Brano fornito:

Le tigri dai denti di sciabola avevano un morso che non perdonava, ma erano goffe e nulla avevano a che vedere con animali simili, molto più svelti, come, per esempio, i ghepardi. Che, di fatto, hanno denti più minuti. La tendenza dell’evoluzione è infatti stata questa: il ridimensionamento. Le armi diventano sempre più piccole, ma in molti casi, sempre più diaboliche. Ciò che accadde anche nell’uomo. Se prendiamo come esempio la cultura litica del nord America, scopriamo le cosiddette punte di Clovis, che raggiungevano i venti centimetri di lunghezza; con una media intorno ai setto-otto centimetri. Poi scomparvero i mammut e l’uomo volse la sua attenzione verso specie di taglia minore, facendo sì che le punte di lancia non superassero i cinque centimetri. Si passò infine a quelle di Folson, più recenti e moderne, non a caso inferiori ai quattro centimetri.

E i piranha?
L’immaginario collettivo li associa ad animali molto feroci: è la verità. Si muovono lentamente, ma hanno mandibole piene di lame gigantesche e triangolari che gli consentirebbero di ingoiare qualunque tipo di preda. In questo caso l’evoluzione si è mossa seguendo un cammino contrario a quello dei canini dei mammiferi, portando a un incremento delle dimensioni dei denti. Il piranha è un pesce pigro. Come la tigre dai denti di sciabola non insegue l’animale di cui si nutre, ma lo aspetta al varco. Appena lo inquadra, gli salta addosso non lasciandogli scampo. È la stessa tecnica usata dai pesci dei grandi fondali marini. Attirano le prede con delle esche, per esempio dei fasci di luce; dopodiché spalancano le loro gigantesche fauci, divorando tutto ciò che incontrano lungo il cammino.

Dati disponibili:
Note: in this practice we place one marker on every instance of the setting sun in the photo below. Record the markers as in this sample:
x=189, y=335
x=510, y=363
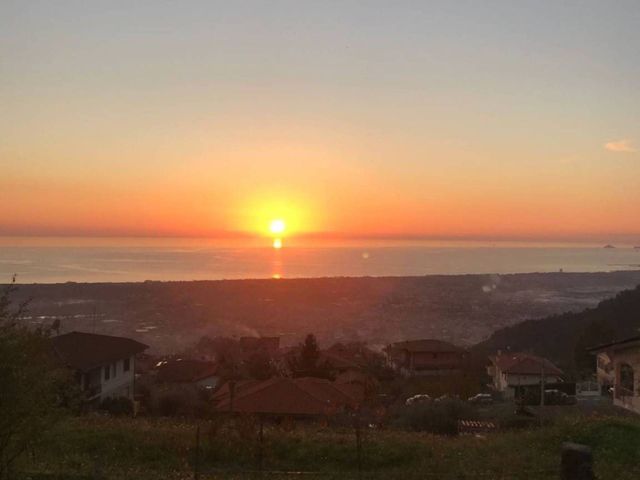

Compito 1:
Risponda in base al brano fornito:
(a) Quale lunghezza potevano raggiungere le punte di Clovis?
(b) Dopo la scomparsa dei mammut, quale misura non superavano le punte di lancia?
(c) Con che cosa i pesci dei grandi fondali marini attirano le prede?
Compito 2: Trascriva dal brano fornito il passo che va da "Le tigri dai" fino a "E i piranha?" compreso.

Risposta 1:
(a) Venti centimetri.
(b) Cinque centimetri.
(c) Con delle esche, per esempio dei fasci di luce.

Risposta 2:
Le tigri dai denti di sciabola avevano un morso che non perdonava, ma erano goffe e nulla avevano a che vedere con animali simili, molto più svelti, come, per esempio, i ghepardi. Che, di fatto, hanno denti più minuti. La tendenza dell’evoluzione è infatti stata questa: il ridimensionamento. Le armi diventano sempre più piccole, ma in molti casi, sempre più diaboliche. Ciò che accadde anche nell’uomo. Se prendiamo come esempio la cultura litica del nord America, scopriamo le cosiddette punte di Clovis, che raggiungevano i venti centimetri di lunghezza; con una media intorno ai setto-otto centimetri. Poi scomparvero i mammut e l’uomo volse la sua attenzione verso specie di taglia minore, facendo sì che le punte di lancia non superassero i cinque centimetri. Si passò infine a quelle di Folson, più recenti e moderne, non a caso inferiori ai quattro centimetri.

E i piranha?